▶ _Stored entries_:
○ ○ ○ ○ ○ ○ ○

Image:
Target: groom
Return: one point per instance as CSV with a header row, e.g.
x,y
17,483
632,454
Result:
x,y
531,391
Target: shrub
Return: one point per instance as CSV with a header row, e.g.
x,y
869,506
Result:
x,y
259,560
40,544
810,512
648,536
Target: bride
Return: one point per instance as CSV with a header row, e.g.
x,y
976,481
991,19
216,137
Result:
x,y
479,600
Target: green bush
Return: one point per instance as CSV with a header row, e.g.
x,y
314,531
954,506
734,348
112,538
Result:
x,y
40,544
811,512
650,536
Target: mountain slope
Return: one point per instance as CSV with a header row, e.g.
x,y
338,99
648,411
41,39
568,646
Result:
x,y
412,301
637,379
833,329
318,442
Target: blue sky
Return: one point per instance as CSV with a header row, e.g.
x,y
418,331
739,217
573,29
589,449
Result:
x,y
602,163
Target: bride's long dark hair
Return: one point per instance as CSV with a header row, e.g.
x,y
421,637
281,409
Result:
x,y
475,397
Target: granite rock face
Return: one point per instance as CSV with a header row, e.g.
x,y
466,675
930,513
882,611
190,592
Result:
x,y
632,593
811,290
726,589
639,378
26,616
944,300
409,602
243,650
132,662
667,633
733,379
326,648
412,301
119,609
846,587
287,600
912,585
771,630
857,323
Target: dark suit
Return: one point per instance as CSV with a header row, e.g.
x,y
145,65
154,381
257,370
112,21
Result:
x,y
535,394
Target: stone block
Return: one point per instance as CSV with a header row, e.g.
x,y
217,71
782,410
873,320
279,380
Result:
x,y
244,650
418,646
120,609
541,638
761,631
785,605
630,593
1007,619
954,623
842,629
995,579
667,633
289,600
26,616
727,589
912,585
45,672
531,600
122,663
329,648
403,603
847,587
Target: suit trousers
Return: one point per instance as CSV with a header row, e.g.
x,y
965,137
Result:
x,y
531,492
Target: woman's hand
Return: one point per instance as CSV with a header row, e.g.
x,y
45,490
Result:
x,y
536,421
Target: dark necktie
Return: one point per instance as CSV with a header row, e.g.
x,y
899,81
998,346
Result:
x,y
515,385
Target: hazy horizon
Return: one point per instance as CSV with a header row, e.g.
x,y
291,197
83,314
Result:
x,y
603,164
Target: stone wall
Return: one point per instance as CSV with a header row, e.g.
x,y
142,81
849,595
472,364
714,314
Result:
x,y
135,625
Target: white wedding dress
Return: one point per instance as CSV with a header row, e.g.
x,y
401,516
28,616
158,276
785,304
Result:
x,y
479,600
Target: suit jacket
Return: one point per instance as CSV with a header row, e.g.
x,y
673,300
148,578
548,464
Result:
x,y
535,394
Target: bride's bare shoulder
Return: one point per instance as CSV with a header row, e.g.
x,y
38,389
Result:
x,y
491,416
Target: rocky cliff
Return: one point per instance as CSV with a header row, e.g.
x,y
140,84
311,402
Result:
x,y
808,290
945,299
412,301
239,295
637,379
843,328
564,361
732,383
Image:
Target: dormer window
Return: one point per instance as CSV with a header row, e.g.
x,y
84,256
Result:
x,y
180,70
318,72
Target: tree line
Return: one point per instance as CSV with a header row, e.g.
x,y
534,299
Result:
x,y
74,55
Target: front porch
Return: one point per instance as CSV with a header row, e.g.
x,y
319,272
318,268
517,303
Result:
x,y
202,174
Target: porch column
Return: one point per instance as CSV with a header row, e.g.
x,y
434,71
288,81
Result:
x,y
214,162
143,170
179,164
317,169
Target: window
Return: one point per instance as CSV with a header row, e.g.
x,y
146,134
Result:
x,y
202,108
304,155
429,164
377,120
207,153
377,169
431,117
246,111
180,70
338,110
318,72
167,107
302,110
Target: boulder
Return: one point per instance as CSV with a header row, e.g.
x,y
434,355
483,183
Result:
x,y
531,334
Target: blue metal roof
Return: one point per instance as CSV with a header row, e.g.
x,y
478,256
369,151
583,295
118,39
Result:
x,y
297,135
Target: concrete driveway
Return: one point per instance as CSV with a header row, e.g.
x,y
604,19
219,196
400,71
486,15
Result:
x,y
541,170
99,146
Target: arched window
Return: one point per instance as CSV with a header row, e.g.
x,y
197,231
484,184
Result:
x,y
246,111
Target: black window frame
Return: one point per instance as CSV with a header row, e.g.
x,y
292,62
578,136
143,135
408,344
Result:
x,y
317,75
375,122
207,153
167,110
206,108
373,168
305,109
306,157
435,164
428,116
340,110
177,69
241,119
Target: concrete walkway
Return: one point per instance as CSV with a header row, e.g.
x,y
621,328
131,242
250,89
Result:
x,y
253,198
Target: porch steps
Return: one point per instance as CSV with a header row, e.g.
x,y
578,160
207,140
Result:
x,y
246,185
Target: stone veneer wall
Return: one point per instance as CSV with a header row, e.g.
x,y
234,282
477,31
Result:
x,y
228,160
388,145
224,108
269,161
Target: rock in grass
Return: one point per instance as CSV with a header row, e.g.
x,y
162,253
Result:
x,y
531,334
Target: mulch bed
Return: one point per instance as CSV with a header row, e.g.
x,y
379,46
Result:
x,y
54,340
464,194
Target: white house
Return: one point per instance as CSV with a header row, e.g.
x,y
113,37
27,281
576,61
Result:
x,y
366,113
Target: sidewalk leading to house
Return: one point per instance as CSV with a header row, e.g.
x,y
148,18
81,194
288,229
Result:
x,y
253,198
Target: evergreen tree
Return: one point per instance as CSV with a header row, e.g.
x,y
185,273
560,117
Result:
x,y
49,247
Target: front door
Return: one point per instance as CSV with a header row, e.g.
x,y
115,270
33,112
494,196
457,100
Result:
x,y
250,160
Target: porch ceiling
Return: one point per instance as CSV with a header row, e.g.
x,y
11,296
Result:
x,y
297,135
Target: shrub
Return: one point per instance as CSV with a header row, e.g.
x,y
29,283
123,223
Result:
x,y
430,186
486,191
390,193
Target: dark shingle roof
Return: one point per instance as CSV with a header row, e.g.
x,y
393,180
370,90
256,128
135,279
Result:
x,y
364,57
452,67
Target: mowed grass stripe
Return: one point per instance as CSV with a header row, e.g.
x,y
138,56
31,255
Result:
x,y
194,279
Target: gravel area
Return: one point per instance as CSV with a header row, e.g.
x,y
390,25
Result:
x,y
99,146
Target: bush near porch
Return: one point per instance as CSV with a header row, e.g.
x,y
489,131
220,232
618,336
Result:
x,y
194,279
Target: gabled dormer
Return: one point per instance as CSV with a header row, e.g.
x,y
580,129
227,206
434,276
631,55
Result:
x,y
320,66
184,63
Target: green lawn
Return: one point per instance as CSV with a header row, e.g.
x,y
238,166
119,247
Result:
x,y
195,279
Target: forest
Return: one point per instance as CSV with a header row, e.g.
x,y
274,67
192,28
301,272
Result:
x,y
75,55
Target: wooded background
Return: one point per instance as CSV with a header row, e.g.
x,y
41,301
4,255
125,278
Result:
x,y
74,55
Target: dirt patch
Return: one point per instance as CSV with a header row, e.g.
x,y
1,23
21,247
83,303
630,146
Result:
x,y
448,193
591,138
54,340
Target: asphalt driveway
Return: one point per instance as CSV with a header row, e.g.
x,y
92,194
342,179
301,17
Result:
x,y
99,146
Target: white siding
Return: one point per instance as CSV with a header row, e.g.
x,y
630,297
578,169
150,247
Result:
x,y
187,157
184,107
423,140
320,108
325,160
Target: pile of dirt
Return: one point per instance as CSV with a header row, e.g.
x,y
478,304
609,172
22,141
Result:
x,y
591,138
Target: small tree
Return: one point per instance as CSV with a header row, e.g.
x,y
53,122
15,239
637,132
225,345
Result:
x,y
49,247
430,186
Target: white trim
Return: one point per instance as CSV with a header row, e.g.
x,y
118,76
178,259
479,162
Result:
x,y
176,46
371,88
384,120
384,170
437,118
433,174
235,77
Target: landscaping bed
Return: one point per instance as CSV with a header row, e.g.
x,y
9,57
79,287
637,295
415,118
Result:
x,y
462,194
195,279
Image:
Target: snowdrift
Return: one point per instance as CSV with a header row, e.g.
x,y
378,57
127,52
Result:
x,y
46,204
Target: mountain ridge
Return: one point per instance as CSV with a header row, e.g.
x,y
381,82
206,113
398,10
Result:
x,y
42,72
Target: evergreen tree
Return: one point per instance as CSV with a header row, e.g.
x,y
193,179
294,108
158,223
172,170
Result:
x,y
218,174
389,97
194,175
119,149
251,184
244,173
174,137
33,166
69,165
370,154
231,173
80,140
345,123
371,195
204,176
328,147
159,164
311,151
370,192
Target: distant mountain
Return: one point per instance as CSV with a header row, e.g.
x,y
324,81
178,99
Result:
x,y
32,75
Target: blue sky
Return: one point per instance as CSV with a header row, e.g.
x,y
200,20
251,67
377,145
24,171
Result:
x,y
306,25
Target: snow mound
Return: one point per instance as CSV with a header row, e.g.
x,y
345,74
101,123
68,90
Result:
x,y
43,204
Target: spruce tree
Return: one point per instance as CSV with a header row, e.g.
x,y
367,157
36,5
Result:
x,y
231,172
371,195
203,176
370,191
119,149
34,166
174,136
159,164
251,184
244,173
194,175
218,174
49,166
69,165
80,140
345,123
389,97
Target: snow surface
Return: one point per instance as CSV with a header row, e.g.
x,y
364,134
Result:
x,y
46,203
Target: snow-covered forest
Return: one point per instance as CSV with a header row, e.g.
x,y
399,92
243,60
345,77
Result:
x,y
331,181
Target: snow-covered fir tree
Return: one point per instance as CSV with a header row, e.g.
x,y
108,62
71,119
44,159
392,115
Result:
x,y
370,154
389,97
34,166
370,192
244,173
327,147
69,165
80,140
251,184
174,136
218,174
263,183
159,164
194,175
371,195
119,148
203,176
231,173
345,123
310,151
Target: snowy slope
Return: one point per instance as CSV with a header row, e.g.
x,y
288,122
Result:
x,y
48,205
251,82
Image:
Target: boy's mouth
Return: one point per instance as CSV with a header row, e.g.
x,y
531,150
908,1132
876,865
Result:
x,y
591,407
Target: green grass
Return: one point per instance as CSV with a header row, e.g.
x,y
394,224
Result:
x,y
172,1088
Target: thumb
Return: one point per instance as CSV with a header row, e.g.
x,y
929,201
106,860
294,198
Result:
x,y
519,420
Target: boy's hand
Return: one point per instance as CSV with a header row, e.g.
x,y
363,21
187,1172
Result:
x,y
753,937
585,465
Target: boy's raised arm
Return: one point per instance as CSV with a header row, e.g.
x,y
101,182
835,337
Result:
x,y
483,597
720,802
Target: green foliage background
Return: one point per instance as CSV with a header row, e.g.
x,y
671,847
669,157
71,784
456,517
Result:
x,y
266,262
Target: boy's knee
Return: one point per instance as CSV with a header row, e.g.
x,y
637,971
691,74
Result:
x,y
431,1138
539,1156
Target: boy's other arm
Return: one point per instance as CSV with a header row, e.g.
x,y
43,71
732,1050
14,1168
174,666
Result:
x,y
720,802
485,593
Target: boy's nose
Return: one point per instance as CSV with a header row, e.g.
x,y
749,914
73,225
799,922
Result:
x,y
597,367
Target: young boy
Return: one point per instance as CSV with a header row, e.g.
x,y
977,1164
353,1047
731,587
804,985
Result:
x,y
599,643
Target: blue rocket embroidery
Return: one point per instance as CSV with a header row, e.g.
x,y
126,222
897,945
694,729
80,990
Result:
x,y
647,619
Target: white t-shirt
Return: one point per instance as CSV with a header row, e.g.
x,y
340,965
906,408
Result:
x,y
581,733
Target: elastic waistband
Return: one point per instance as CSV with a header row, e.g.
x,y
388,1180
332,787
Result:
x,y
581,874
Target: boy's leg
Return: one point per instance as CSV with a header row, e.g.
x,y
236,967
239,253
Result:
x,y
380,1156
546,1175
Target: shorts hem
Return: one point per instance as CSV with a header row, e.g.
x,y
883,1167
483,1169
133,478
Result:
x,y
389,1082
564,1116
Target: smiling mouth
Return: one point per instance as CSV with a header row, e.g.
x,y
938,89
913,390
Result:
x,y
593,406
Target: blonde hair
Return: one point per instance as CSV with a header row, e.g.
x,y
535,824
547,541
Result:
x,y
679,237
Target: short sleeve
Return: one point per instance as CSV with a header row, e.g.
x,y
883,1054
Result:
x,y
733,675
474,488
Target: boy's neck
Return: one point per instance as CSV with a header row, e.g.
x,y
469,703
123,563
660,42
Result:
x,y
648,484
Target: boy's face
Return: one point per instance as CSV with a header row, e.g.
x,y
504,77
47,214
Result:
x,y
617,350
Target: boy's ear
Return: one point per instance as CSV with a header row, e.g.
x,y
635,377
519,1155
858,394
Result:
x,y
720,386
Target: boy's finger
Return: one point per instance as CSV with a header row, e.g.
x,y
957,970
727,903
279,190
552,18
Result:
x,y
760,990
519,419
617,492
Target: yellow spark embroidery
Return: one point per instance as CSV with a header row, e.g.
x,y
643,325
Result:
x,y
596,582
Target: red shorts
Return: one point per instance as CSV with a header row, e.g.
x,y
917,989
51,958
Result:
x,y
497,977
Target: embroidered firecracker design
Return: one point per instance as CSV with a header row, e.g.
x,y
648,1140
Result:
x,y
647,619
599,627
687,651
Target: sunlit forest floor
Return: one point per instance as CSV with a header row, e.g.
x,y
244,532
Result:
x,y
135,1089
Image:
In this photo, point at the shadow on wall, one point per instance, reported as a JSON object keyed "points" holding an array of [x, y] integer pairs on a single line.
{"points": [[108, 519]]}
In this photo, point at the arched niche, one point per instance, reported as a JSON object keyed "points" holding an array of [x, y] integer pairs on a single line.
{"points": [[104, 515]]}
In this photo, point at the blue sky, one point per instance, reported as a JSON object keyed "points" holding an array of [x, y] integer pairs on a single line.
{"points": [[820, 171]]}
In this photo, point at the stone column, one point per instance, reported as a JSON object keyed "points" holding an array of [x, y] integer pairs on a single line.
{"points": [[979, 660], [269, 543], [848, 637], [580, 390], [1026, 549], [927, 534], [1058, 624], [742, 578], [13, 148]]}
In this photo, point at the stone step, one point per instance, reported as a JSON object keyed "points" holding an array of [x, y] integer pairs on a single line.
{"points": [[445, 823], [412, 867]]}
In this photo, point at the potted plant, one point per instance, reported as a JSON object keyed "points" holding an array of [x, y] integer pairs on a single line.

○ ○ ○ ○ ○ ○ ○

▶ _WORK REQUEST_: Up to and including the line that contains "Target: woman's hand", output the records above exactly, beginning with their first line.

▶ _RESULT FOR THIS TASK_:
Image:
Target: groom
Return: one point per instance as CSV with a header row, e.g.
x,y
17,483
632,454
Result:
x,y
531,391
Target: shrub
Return: one point per instance as CSV with a header row, e.g.
x,y
869,506
Result:
x,y
259,560
40,544
810,512
648,536
Target: bride
Return: one point per instance as CSV with a header row, e.g.
x,y
976,481
991,19
216,137
Result:
x,y
479,600
Target: green bush
Return: one point per instance as CSV with a header row, e.g.
x,y
314,531
954,506
734,348
112,538
Result:
x,y
40,544
811,512
650,536
Target: mountain slope
Return: one point per instance as CSV with a header row, e.g.
x,y
338,99
648,411
41,39
568,646
Result:
x,y
412,301
637,379
833,329
318,442
Target: blue sky
Return: one point per instance as CSV with a header row, e.g.
x,y
418,331
739,217
573,29
589,449
Result:
x,y
602,163
Target: bride's long dark hair
Return: one point per instance as CSV with a header row, e.g.
x,y
421,637
281,409
Result:
x,y
475,397
Target: granite rock face
Return: one point per instance as CSV with a header row, e.g.
x,y
466,675
930,513
882,611
190,592
Result:
x,y
632,593
811,290
726,589
639,378
26,616
944,300
409,602
243,650
132,662
667,633
733,379
326,648
412,301
119,609
846,587
287,600
912,585
771,630
857,323
Target: dark suit
Return: one point per instance as CSV with a header row, e.g.
x,y
145,65
154,381
257,370
112,21
Result:
x,y
535,394
Target: stone block
Return: one point per instance as CSV with a header row, e.g.
x,y
217,71
782,410
873,320
279,380
Result:
x,y
244,650
418,646
120,609
541,638
761,631
785,605
630,593
1007,619
954,623
842,629
995,579
667,633
289,600
26,616
727,589
912,585
45,672
531,600
122,663
329,648
403,603
847,587
Target: suit trousers
Return: one point per instance as CSV with a header row, e.g.
x,y
965,137
Result:
x,y
531,492
Target: woman's hand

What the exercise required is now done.